### 文書の抜粋
まずは冒頭部分。以下、e-Gov掲載の原文は青字、手元の文書は赤字で表記します。
今般太陰暦ヲ廃シ太陽暦御頒行相成候ニ付来ル十二月三日ヲ以テ明治六年一月一日ト被定候事
今般太陰暦ヲ廃シ太陽暦ヲ頒行相成候ニ付来ル十二月( )ヲ明治六年一月二日ト被定候事
細かい文言の違いも気になりますが、何といっても注目すべきは、「一月一日」が「一月二日」になっている点です。その上の「十二月( )」が虫食いで読めませんが、筆勢からすると、やっぱり「三日」のようなので、これは完全な誤記です。
(下に白紙を入れて撮影)
これだと入間県のこの地区は、新暦でも旧暦でも、盛大に祝うべき明治6年の元旦がなかったことになります。(その続きを見ていくと、ちゃんと「一月〔…〕其一日即旧暦壬申十二月三日」とあるので、間違える人はいなかったでしょうが…。)

### 指示
a. この文章の内容を二文でまとめてください。
b. この文章で「細かい文言の違いも」で始まる段落を、要点を残して箇条書きに書き直してください。
c. この文章について、次の問いに答えてください。
(i) e-Govに載っている原文は何色で表記されていますか。
(ii) 手元の文書で、虫食いのため読めないのはどの部分ですか。
(iii) 文書の続きでは、新しい暦の一日は旧暦の何月何日にあたると書かれていますか。

### データ
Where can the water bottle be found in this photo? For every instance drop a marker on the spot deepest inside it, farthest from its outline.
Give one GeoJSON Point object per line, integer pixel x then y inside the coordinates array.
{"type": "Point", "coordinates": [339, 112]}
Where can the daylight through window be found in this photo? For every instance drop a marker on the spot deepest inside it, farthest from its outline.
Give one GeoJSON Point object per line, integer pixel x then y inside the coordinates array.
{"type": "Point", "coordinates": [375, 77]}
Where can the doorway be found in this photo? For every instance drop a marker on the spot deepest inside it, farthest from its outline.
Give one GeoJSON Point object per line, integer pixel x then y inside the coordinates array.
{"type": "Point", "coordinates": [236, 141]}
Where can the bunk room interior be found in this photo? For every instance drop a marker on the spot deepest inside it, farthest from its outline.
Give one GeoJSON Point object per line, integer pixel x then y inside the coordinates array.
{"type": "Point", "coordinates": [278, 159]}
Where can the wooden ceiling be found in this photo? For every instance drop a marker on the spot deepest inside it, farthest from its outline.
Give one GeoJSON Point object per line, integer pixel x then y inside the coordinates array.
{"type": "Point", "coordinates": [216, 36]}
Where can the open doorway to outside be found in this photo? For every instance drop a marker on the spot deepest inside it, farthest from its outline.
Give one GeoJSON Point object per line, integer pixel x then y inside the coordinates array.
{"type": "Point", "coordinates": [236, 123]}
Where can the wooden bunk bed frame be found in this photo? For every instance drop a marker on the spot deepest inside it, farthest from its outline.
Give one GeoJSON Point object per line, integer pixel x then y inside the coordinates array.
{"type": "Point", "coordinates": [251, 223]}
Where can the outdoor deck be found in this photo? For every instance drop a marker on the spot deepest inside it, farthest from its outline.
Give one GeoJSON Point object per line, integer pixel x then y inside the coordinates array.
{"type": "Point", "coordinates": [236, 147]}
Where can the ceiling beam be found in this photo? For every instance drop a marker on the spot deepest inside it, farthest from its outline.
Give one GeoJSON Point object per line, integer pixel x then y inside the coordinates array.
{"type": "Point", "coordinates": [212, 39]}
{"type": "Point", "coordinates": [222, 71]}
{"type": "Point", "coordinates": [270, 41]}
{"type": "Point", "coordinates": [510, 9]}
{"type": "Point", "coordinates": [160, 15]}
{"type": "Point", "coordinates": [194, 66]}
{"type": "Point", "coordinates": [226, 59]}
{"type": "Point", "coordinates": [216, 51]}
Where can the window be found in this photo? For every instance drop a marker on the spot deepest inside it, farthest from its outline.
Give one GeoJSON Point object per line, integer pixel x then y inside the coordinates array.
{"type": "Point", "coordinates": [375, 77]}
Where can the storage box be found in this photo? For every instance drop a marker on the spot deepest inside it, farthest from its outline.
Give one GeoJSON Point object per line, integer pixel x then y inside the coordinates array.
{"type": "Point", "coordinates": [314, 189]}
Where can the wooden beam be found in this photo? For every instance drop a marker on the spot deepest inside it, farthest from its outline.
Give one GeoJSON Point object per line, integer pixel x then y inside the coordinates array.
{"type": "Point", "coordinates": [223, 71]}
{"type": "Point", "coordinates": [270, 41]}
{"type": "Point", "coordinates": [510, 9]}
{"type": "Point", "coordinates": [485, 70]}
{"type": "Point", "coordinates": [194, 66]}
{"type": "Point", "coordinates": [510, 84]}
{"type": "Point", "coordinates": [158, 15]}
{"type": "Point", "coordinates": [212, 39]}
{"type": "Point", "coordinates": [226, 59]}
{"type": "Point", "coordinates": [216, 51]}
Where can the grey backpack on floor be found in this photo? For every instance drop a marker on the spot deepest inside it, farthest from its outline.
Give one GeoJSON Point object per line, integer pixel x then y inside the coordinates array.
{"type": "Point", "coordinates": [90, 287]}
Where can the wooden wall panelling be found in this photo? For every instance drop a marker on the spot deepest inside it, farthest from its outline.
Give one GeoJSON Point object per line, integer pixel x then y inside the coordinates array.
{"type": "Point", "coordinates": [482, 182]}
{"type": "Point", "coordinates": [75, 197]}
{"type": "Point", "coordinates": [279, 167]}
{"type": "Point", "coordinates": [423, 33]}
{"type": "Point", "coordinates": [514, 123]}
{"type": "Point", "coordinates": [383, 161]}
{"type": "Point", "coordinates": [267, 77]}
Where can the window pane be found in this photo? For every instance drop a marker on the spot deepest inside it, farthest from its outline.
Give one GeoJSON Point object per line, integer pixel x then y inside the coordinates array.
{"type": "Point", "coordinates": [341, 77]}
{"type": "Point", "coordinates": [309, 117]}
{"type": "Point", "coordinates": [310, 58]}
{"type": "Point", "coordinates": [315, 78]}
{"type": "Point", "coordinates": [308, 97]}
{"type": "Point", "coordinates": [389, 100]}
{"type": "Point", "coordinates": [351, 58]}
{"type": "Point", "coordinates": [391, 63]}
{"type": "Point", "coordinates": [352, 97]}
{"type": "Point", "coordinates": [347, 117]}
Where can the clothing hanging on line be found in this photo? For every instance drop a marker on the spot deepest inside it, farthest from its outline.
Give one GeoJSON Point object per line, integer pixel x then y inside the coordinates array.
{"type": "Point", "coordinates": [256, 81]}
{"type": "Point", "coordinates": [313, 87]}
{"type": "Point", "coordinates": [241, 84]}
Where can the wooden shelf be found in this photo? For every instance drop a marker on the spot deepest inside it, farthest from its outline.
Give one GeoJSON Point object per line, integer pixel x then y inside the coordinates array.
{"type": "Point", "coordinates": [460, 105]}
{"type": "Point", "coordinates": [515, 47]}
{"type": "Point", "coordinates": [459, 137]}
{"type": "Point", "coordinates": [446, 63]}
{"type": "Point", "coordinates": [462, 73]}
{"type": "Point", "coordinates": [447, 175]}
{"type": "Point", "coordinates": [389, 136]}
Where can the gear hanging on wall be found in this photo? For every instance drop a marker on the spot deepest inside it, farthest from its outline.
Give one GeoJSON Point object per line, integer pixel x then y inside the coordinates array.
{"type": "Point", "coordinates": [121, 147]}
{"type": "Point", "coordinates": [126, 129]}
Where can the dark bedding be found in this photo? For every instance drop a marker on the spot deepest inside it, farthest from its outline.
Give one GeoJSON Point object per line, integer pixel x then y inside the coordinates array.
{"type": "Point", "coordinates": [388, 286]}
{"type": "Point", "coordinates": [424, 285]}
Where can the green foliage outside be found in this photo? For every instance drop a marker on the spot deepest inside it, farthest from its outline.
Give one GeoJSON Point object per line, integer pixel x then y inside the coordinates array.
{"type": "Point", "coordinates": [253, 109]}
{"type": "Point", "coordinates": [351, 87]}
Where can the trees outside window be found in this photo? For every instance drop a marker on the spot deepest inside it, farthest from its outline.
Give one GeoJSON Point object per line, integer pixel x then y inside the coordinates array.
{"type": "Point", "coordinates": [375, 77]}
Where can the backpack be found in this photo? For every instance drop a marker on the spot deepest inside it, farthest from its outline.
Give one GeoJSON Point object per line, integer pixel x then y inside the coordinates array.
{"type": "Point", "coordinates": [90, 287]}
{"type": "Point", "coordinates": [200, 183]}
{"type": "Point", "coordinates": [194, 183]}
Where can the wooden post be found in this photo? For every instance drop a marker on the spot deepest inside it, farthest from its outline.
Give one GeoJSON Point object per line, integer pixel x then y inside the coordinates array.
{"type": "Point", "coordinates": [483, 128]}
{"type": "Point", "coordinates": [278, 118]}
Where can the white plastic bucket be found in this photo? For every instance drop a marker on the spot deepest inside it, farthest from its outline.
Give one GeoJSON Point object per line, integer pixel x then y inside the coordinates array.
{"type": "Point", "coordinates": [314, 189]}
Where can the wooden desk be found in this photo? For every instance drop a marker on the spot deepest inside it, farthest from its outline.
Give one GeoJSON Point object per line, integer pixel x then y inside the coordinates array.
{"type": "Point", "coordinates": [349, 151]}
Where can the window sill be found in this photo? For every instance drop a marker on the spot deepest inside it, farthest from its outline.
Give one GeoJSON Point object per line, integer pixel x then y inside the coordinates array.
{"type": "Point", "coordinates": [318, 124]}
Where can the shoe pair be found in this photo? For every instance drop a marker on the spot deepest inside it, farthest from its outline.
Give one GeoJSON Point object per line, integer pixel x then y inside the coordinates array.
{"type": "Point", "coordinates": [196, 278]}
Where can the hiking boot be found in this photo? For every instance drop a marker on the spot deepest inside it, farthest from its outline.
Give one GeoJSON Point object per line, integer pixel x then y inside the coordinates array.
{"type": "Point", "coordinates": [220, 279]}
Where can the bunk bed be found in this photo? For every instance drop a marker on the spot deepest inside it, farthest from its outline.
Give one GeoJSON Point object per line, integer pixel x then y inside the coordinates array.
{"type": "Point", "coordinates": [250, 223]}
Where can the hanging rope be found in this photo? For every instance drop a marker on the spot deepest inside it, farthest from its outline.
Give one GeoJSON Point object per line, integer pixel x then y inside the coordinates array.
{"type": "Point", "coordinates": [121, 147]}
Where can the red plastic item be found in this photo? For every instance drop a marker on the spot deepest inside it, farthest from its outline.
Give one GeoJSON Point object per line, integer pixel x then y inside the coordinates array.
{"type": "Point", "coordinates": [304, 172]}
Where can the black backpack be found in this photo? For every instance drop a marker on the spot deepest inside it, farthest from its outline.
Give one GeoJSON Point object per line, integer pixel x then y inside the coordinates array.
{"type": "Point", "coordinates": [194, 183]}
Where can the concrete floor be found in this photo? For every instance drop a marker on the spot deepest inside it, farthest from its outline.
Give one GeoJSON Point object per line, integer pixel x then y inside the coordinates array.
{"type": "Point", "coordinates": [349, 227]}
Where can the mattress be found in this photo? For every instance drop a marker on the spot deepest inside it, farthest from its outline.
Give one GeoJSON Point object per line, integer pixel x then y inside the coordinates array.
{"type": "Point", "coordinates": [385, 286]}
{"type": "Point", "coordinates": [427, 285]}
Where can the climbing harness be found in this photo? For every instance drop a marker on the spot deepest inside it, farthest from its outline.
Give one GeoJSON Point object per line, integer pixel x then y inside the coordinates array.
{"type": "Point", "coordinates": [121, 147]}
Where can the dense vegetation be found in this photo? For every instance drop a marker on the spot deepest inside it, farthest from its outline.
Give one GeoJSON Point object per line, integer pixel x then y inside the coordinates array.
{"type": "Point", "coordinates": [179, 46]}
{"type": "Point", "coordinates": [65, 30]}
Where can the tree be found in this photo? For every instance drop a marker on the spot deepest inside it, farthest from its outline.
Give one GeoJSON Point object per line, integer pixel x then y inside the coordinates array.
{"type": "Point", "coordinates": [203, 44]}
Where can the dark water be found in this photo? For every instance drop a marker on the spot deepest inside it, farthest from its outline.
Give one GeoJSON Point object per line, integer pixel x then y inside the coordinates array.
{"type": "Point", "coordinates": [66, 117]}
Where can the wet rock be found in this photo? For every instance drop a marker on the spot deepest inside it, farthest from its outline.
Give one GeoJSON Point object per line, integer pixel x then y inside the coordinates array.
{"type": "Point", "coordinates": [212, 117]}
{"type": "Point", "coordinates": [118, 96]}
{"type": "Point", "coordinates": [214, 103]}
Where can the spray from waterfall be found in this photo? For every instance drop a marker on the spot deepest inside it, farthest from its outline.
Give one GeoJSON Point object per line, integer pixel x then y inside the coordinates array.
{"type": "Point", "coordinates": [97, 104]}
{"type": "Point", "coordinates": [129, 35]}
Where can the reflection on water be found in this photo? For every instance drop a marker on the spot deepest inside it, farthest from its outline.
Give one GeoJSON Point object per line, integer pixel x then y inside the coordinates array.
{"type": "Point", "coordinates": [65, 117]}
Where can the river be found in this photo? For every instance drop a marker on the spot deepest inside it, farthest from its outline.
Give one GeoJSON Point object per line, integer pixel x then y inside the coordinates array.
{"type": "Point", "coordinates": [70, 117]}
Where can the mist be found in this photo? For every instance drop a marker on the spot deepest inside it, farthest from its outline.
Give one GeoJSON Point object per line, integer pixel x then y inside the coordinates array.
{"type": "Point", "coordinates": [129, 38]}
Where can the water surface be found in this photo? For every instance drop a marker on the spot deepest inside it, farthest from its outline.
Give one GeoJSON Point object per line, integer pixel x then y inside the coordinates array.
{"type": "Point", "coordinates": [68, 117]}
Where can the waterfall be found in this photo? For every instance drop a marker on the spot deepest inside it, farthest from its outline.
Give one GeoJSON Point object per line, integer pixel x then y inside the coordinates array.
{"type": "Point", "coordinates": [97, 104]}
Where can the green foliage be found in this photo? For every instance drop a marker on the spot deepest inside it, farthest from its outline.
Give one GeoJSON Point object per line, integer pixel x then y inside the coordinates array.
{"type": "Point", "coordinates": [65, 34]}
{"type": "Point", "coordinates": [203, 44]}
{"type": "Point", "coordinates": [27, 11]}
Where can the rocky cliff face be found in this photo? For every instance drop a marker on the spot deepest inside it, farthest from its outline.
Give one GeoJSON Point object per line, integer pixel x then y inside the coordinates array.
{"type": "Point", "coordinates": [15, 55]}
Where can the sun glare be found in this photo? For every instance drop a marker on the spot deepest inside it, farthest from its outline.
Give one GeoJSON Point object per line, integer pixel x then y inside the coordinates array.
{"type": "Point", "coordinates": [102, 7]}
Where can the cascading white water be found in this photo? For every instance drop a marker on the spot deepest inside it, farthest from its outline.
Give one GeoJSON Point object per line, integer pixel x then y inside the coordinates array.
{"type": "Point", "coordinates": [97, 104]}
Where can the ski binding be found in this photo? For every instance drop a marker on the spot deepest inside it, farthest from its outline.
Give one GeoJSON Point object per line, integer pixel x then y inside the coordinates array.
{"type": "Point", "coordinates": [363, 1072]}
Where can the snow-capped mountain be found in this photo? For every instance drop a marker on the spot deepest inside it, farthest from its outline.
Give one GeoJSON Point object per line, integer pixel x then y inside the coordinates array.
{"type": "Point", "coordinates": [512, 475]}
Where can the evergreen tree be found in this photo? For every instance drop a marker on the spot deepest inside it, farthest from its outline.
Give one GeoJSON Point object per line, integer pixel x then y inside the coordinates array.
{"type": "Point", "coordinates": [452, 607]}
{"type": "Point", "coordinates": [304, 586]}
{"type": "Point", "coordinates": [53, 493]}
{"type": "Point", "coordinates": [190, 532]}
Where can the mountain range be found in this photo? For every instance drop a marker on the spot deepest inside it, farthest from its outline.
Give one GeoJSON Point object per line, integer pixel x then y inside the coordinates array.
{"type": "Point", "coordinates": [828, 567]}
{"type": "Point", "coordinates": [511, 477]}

### 各問の解答
a. この文章は、太陰暦をやめて太陽暦を使うと定めた布告の冒頭について、e-Govに載っている原文と手元の文書を比べています。原文では十二月三日を明治六年一月一日とするのに、手元の文書では「一月二日」になっており、これは完全な誤記だと述べています。

b.
- 細かい文言の違いもあるが、一番注目すべきは「一月一日」が「一月二日」になっている点。
- その上の「十二月( )」は虫食いで読めない。
- 筆勢から見ると「三日」のようなので、これは完全な誤記。

c.
(i) 青字
(ii) 「十二月( )」の日付の部分
(iii) 壬申十二月三日